*Task instructions*: Your answer consists of the lines in the data that contain "When". Copy each of them.

(Data section begins)

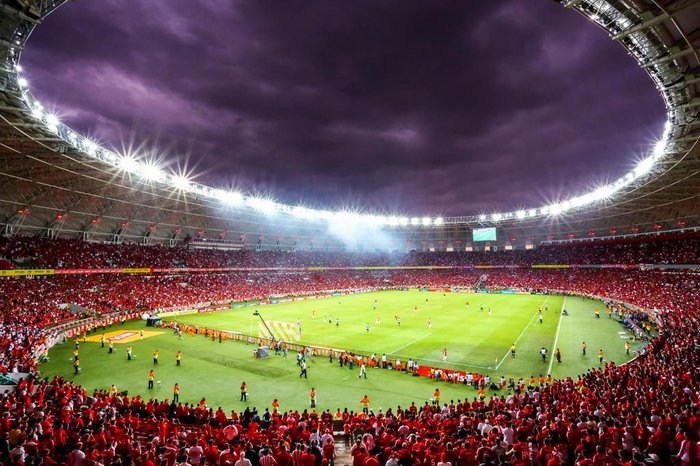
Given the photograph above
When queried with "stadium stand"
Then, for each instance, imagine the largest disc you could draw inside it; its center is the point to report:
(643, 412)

(Data section ends)
(Data section begins)

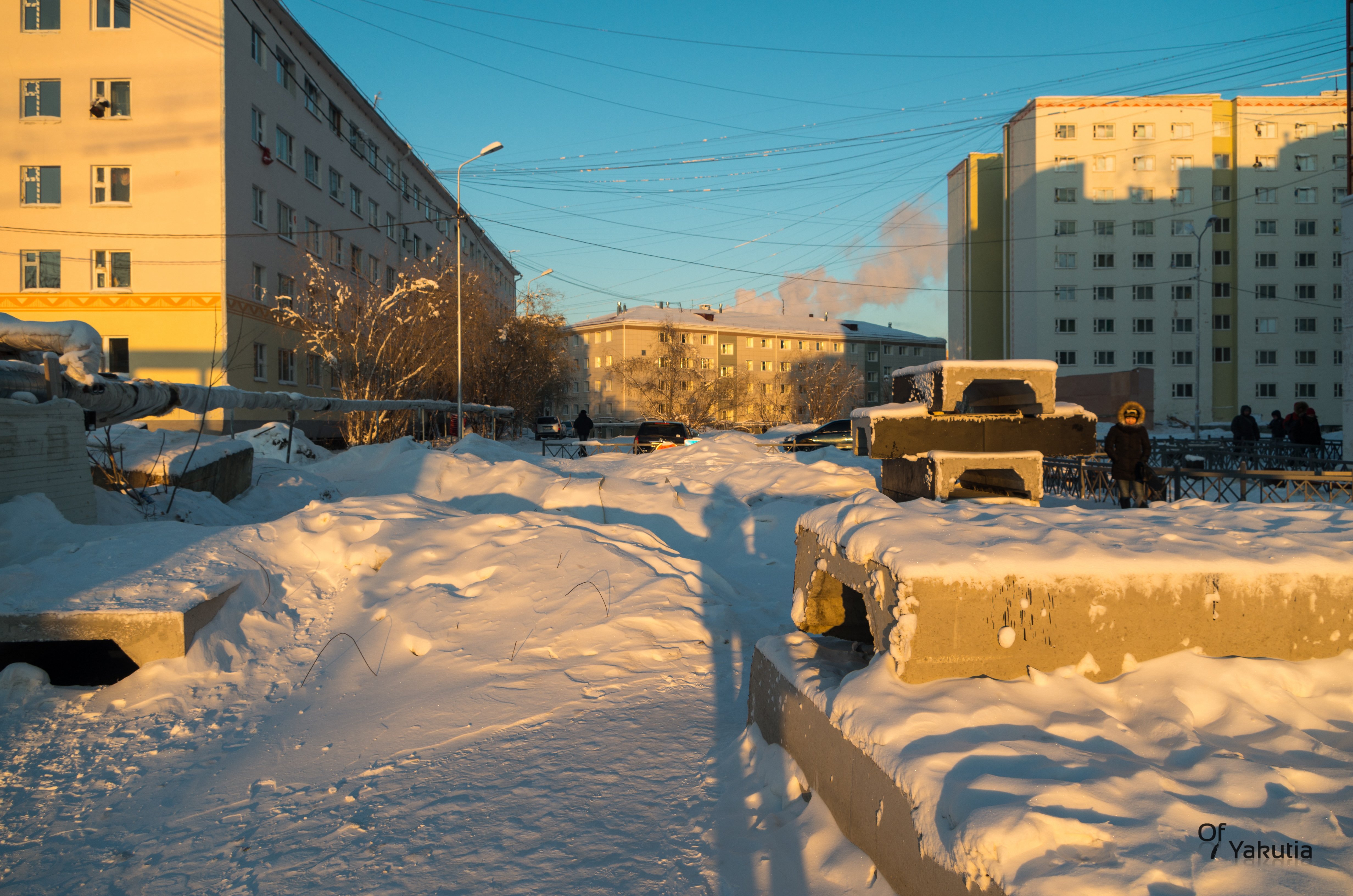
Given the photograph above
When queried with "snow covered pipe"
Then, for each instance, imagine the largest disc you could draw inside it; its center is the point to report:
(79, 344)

(Data section ends)
(Data section begins)

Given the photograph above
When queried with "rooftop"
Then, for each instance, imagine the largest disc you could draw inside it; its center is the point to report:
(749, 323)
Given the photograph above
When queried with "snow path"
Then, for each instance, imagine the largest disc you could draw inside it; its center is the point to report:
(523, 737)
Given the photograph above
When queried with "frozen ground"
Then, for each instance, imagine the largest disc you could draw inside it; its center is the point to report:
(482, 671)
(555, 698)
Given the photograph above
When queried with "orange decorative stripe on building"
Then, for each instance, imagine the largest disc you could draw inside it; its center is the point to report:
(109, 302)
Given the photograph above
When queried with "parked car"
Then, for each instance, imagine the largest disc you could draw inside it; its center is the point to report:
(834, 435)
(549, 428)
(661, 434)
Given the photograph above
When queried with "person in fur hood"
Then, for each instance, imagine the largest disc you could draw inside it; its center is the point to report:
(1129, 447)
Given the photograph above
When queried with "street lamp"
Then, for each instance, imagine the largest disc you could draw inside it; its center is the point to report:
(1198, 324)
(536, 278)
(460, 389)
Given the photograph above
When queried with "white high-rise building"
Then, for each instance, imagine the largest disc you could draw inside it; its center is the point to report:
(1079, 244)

(Data section ends)

*Exercise answer*:
When queried with "stadium stand"
When queried with "snow covered pipe"
When queried with "rooftop"
When queried with "snow path"
When queried with "frozen ground"
When queried with "orange decorative stripe on building"
When queried with "parked car"
When queried with "person in fur hood"
When queried with "street lamp"
When queried with "white high-rise building"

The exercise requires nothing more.